What to produce: Set down the entries that follow exactly as written, leaving out any images.

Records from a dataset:
※ ※ ※
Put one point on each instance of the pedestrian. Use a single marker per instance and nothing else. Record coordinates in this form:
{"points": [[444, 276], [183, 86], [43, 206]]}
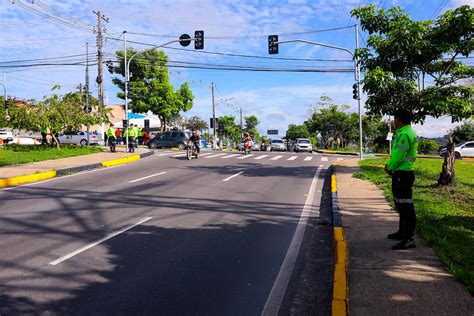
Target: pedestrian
{"points": [[400, 167], [118, 137]]}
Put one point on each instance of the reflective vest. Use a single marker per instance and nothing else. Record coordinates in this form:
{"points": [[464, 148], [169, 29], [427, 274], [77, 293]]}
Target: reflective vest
{"points": [[404, 150]]}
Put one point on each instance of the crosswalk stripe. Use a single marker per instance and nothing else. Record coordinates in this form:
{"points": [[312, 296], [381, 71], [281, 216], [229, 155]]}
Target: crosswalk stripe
{"points": [[217, 155], [245, 156], [230, 156]]}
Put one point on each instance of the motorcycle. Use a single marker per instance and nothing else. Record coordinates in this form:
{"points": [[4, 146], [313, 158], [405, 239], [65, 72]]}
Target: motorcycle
{"points": [[191, 151]]}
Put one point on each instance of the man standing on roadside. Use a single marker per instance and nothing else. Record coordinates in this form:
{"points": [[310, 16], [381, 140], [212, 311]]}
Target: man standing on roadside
{"points": [[400, 167]]}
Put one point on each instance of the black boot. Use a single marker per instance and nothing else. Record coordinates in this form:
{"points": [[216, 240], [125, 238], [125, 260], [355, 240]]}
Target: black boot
{"points": [[405, 244], [395, 236]]}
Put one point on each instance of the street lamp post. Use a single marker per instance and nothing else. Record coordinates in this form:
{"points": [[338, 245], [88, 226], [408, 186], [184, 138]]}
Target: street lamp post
{"points": [[356, 71]]}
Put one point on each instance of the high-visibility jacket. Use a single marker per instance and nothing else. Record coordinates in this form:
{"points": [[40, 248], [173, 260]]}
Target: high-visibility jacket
{"points": [[111, 132], [404, 150]]}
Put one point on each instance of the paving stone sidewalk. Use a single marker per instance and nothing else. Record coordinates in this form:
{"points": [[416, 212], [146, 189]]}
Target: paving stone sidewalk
{"points": [[383, 281]]}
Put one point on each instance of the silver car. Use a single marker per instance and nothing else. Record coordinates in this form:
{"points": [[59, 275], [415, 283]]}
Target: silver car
{"points": [[303, 144], [278, 145], [78, 138]]}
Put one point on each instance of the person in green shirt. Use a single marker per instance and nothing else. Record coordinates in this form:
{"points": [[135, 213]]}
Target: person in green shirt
{"points": [[400, 168]]}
※ ※ ※
Output for this task:
Put one point on each instance of the pedestrian. Use a single marker per instance and nothing else. Record coordinates in this form:
{"points": [[444, 276], [183, 86], [43, 206]]}
Target: pedestrian
{"points": [[400, 167], [118, 137]]}
Put one point on each instance of the reflective vest. Use a single marker per instance and nothing else. Record coordinates in this form:
{"points": [[464, 148], [169, 29], [427, 274], [77, 293]]}
Target: reflective vest
{"points": [[404, 150]]}
Put one point on each instance of the crosswalk stripe. Use a single marker per instance and nothing else. Record coordinates in this form:
{"points": [[312, 296], [381, 71], [281, 216], [229, 155]]}
Target: crosswalk stripe
{"points": [[217, 155], [245, 156], [230, 156]]}
Put one point on each instance of the motorcycle. Use a single marker per instance and nothing else. Record coordinates in this form:
{"points": [[4, 146], [313, 158], [405, 239], [65, 72]]}
Target: motorcycle
{"points": [[191, 151]]}
Put one point on each instance of the man standing on roadside. Use a single marker per instance and nothing else. Record coordinates in this form:
{"points": [[310, 16], [381, 140], [212, 311]]}
Target: man standing on roadside
{"points": [[400, 167]]}
Put one point on each instance of the black boot. Use a single marker per instance and nothing else. Record coordinates in this form:
{"points": [[216, 240], [125, 238], [125, 260], [355, 240]]}
Target: black boot
{"points": [[405, 244], [395, 236]]}
Put one point on each instance of the street lamp post. Use a single marker per instance and nothing else. Record coordinates in this form:
{"points": [[338, 245], [88, 226], [408, 186], [184, 138]]}
Target: street lamp post
{"points": [[356, 71]]}
Put one point on each instance of the high-visibility jacket. Use a single marker per instance and nothing else. Record coordinates in this form:
{"points": [[40, 248], [173, 260]]}
Target: high-visibility jacket
{"points": [[111, 132], [404, 150]]}
Put one point on each instance of the paving stone sidewalk. Use a single marker per instance and nothing else. Record coordinates in this form:
{"points": [[416, 212], [146, 189]]}
Target: paving stone sidewalk
{"points": [[383, 281]]}
Put one point on each instance of the silver car. Use a single marker per instance and nothing else. Record coordinates in this form:
{"points": [[59, 275], [415, 283]]}
Target: silver car
{"points": [[303, 144], [278, 145], [78, 138]]}
Put one point on each instance of the person in green shirt. Use a single marker per instance and nothing else. Record coordinates in this form:
{"points": [[135, 213]]}
Target: person in green shirt
{"points": [[400, 168]]}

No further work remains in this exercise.